Each line from the one with "For the dataset, pick out the moored" through the last line of the records must be output exactly, both ends included.

(Dataset extract Opens)

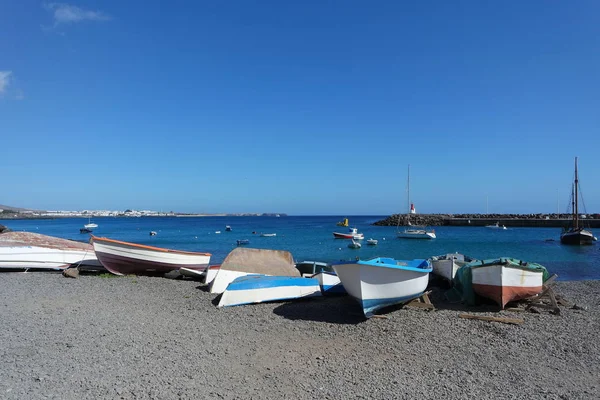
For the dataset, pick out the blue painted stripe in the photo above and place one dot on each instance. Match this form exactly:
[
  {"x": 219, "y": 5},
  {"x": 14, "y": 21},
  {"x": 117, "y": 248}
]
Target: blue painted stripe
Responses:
[
  {"x": 372, "y": 305},
  {"x": 334, "y": 289},
  {"x": 263, "y": 282}
]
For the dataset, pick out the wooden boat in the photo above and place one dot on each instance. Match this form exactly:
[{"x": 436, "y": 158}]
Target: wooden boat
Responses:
[
  {"x": 446, "y": 265},
  {"x": 251, "y": 289},
  {"x": 413, "y": 231},
  {"x": 122, "y": 258},
  {"x": 503, "y": 279},
  {"x": 243, "y": 261},
  {"x": 382, "y": 282},
  {"x": 330, "y": 283},
  {"x": 32, "y": 251},
  {"x": 354, "y": 244},
  {"x": 343, "y": 222},
  {"x": 352, "y": 234},
  {"x": 575, "y": 233}
]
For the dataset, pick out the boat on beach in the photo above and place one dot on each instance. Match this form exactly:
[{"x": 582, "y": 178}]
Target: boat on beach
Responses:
[
  {"x": 33, "y": 251},
  {"x": 576, "y": 233},
  {"x": 352, "y": 234},
  {"x": 382, "y": 281},
  {"x": 446, "y": 265},
  {"x": 252, "y": 289},
  {"x": 123, "y": 258},
  {"x": 502, "y": 280},
  {"x": 243, "y": 261}
]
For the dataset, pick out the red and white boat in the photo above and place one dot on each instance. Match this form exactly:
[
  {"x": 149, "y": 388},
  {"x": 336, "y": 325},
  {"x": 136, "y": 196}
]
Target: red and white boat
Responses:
[
  {"x": 507, "y": 279},
  {"x": 352, "y": 234},
  {"x": 122, "y": 258}
]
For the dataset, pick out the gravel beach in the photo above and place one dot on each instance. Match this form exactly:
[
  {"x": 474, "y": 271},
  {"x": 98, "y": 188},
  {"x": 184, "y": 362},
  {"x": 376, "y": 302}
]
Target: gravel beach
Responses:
[{"x": 155, "y": 338}]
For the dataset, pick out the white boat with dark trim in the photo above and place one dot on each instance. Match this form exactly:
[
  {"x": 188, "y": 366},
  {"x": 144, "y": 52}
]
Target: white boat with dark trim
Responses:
[
  {"x": 33, "y": 251},
  {"x": 252, "y": 289},
  {"x": 352, "y": 234},
  {"x": 122, "y": 258},
  {"x": 505, "y": 279},
  {"x": 383, "y": 281}
]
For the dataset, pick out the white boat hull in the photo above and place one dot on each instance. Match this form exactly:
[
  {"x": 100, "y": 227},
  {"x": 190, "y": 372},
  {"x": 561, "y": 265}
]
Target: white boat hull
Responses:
[
  {"x": 377, "y": 287},
  {"x": 506, "y": 283},
  {"x": 123, "y": 258},
  {"x": 284, "y": 288}
]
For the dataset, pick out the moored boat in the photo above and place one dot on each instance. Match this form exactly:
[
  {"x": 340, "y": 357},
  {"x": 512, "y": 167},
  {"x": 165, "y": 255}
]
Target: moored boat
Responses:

(Dataset extract Closes)

[Solution to the exercise]:
For the dataset, pick out the moored boat in the photo above and place one dot on each instance. Match this form exactly:
[
  {"x": 340, "y": 357},
  {"x": 512, "y": 167},
  {"x": 165, "y": 255}
]
Target: moored boat
Responses:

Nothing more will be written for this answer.